Problem description: Beginning at the line with "Target: short black hair", output each line to the end of the listing below exactly, please.

——

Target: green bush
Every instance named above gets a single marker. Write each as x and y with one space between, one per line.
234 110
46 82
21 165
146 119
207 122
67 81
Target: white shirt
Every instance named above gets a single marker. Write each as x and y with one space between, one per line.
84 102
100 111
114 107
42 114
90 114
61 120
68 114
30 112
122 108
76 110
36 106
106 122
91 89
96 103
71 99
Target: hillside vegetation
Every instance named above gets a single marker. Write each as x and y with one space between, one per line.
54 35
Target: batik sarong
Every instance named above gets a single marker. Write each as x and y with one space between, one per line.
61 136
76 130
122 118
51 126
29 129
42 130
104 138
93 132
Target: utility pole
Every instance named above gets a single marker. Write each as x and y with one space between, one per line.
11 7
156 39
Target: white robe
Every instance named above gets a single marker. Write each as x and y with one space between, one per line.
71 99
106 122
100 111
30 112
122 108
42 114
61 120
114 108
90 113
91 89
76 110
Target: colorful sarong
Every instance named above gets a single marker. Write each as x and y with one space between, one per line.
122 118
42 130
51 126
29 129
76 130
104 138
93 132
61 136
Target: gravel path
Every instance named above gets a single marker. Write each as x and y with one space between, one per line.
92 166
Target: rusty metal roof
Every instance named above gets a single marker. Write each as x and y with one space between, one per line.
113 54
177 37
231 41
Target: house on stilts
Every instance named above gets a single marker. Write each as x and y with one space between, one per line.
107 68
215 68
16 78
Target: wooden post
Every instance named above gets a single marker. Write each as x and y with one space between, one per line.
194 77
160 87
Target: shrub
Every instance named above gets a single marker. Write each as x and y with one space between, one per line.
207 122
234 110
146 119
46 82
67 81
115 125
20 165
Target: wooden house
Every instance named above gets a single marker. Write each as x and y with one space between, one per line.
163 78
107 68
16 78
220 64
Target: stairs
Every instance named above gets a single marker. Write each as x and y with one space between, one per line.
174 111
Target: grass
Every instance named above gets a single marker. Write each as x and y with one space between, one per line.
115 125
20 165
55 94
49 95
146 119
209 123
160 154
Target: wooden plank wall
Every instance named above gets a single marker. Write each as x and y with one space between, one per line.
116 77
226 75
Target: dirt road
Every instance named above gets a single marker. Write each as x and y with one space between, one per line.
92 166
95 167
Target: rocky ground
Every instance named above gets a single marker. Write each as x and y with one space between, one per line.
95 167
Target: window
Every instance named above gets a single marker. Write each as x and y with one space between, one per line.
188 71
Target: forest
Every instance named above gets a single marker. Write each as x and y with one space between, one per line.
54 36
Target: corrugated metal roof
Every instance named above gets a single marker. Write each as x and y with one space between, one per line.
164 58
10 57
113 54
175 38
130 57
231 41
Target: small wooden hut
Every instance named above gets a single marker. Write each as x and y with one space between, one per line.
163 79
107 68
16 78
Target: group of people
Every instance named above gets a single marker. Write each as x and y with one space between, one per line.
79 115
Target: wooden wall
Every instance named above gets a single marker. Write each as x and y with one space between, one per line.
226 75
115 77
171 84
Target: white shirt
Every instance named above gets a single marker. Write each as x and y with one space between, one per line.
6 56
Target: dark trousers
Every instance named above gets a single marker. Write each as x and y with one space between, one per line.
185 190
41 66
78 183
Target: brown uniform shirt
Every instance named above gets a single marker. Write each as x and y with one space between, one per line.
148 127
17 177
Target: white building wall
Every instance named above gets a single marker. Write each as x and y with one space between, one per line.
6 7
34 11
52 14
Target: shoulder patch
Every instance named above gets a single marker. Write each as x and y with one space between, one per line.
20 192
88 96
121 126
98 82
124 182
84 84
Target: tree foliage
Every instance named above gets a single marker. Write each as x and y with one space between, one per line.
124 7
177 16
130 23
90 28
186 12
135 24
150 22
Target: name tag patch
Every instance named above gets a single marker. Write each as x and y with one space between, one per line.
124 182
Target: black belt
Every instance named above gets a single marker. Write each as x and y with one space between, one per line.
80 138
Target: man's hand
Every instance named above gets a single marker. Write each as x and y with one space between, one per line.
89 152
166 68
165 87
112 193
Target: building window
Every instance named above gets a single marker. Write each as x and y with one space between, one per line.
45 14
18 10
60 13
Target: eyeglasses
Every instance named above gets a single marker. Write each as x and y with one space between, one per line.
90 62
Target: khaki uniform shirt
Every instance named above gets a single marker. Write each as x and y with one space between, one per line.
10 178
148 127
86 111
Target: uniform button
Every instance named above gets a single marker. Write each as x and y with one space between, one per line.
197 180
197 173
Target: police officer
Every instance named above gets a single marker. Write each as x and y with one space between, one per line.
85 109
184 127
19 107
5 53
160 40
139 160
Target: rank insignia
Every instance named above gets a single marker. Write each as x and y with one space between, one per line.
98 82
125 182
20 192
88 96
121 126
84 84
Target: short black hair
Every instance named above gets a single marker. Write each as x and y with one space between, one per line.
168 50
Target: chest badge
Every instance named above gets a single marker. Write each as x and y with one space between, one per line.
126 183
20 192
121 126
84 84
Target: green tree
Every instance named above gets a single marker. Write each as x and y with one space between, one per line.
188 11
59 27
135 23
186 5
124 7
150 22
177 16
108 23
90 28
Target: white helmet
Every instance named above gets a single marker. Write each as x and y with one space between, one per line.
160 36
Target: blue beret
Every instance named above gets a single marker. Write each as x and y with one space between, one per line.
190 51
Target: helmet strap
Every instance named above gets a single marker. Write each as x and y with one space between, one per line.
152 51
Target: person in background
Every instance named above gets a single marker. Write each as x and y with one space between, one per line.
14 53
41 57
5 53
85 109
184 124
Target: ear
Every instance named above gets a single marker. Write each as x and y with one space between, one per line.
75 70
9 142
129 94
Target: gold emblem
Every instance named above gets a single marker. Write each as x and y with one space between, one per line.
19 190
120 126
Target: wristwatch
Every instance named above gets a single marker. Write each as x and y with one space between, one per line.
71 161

——

Result for this task:
Target: short black hair
Every instance named above gets a single marker. Write each as x and y with one space between, one per line.
168 50
Target: chest badge
Every instance named above gets a single marker. Write each as x and y with one space between, one per line.
126 183
20 192
121 126
84 84
Target: green tree
Every instance named above gets a single marker. Write each as x and y with one space between, one per line.
188 11
59 27
135 23
186 5
124 7
150 22
177 16
108 23
90 28
Target: white helmet
Every instance named above gets a single marker. Write each as x and y with one space between, one per line.
160 36
Target: blue beret
Every instance named above gets a single marker. Write each as x and y with one space between, one per line.
190 51
Target: helmet strap
Every instance named above gets a single marker. Write each as x and y with one space between, one per line.
152 51
Target: person in background
Every instance named above gets a single marker. Write each as x and y with one space between, one per line.
14 53
41 57
5 53
85 109
184 124
Target: ear
Every instance named above gets a single marker. Write each as x and y with one space between, one per line.
75 70
9 142
129 94
Target: gold emblem
Every instance named above gets a single marker. Write each as x and y with one space between, one per line.
19 190
120 126
Target: wristwatch
Every instance named above gets a single marker. Write each as x and y with one space between, one per line.
71 161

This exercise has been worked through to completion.